• **TEXT PASSAGE**:
::::::
We are at once surrounded by friends, and learn with pleasure that Nansen is a guest on board the small white yacht Otaria, anchored near the Fram, which she brought in tow from Hammerfest.
I much regret not being able to shake hands with him, but I am leaving my companions after sincere and heartfelt farewells to take my passage on the mail boat Haakon Jarl, which is leaving in a few minutes. Dr. Ekelund accompanies me to Trondhjem. One of the officers on board hands me letters and papers from France. Now, then, I am going to have a foretaste of the pleasure of again seeing those dear to me; I already feel that they are near me.
The Haakon Jarl is a superb steamer, conducting the mail service along the coasts of Norway, where railways are unknown.
Navigation through the fjords is full of charms and surprises. The landscape is of the most varied description: at one time tall rocks, snow-capped like the mountains of Spitzbergen; at another, green wooded hills, fertile prairies with large herds of cattle grazing, and arable land in all its luxuriance. Little hamlets on the mountain sides, villages, châlets nestling mid fir trees and beeches suggest the picturesque scenery of Switzerland.
The vessel threads her way through the islands, and touches at all the stations on her route.
::::::
• **GIVEN INSTRUCTION A**:
Answer these questions about the passage on the voyage along the Norwegian coast:
(i) What yacht is Nansen a guest on?
(ii) Who goes with the narrator to Trondhjem?
(iii) What service does the Haakon Jarl run along the coasts of Norway?
The records that come next are unrelated to the text.

(Data pulled from a collection)
::::::
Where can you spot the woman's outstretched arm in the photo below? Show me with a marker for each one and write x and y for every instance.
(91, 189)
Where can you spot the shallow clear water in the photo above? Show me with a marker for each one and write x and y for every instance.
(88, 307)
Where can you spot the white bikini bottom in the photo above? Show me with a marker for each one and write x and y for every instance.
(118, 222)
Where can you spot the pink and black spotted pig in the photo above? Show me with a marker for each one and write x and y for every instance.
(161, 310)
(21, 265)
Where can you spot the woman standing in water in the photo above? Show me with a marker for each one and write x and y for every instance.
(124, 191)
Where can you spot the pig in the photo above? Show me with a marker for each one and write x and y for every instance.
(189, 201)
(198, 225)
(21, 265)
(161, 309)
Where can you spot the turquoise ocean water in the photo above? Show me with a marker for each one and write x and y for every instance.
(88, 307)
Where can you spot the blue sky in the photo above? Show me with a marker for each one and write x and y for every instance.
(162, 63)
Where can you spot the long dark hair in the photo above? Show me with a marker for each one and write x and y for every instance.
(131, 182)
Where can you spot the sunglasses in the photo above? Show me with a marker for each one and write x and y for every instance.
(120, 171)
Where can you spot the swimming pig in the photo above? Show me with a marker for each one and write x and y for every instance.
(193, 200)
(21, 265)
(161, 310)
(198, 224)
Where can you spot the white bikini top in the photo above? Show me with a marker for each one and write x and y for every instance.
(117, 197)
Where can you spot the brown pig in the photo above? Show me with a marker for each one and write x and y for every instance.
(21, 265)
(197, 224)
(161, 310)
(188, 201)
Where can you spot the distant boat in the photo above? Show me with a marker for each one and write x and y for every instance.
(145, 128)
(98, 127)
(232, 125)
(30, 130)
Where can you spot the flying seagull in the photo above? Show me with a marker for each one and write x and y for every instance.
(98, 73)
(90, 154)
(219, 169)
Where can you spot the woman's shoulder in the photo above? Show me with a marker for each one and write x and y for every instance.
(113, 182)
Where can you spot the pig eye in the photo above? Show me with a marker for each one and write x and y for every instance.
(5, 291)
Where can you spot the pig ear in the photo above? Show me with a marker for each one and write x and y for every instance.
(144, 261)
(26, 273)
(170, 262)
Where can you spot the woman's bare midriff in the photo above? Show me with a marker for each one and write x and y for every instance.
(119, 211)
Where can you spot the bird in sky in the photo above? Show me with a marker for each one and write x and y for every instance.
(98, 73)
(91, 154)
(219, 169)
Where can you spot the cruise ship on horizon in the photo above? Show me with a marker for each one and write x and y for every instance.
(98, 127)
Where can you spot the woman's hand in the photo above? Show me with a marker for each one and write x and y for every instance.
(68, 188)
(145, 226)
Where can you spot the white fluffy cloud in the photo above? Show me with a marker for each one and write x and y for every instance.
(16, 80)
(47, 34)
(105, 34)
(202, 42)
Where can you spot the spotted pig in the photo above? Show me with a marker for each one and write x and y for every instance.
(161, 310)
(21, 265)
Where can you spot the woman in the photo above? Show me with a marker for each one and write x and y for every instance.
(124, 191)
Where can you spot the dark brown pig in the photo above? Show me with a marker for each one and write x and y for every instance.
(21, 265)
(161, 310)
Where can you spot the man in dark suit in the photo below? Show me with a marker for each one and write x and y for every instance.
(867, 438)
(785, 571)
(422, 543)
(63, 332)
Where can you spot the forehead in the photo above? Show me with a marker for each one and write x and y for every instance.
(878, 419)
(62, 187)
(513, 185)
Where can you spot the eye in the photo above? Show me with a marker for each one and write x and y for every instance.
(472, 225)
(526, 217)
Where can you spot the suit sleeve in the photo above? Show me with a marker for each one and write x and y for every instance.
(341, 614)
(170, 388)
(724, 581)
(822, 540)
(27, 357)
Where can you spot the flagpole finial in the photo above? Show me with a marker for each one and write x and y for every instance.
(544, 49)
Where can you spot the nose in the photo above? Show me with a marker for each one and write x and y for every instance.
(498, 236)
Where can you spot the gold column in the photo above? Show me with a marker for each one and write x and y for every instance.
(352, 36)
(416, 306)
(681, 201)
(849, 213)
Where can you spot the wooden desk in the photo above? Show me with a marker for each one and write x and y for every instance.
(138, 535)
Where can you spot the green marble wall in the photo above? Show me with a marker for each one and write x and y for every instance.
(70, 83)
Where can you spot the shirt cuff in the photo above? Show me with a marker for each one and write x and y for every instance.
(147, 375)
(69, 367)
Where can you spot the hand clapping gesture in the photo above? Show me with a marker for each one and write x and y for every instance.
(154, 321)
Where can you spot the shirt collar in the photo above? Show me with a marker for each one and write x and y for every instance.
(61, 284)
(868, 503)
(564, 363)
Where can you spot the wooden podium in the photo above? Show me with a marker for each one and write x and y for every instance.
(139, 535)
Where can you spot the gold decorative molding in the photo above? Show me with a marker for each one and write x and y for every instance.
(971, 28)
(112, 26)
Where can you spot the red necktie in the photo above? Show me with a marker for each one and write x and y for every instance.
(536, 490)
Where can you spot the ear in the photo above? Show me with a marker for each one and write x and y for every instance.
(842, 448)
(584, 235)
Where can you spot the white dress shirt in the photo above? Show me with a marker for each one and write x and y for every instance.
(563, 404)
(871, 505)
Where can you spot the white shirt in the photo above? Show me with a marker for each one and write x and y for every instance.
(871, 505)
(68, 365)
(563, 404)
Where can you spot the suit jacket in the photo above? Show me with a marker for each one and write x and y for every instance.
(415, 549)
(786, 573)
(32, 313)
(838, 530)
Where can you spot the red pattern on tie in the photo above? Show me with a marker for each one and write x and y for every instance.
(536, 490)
::::::
• **GIVEN INSTRUCTION B**: Filter the records and copy out each line that contains the string "suit".

• **ANSWER A**:
(i) The Otaria
(ii) Dr. Ekelund
(iii) The mail service

• **ANSWER B**:
Where can you spot the man in dark suit in the photo below? Show me with a marker for each one and write x and y for every instance.
Where can you spot the suit sleeve in the photo above? Show me with a marker for each one and write x and y for every instance.
Where can you spot the suit jacket in the photo above? Show me with a marker for each one and write x and y for every instance.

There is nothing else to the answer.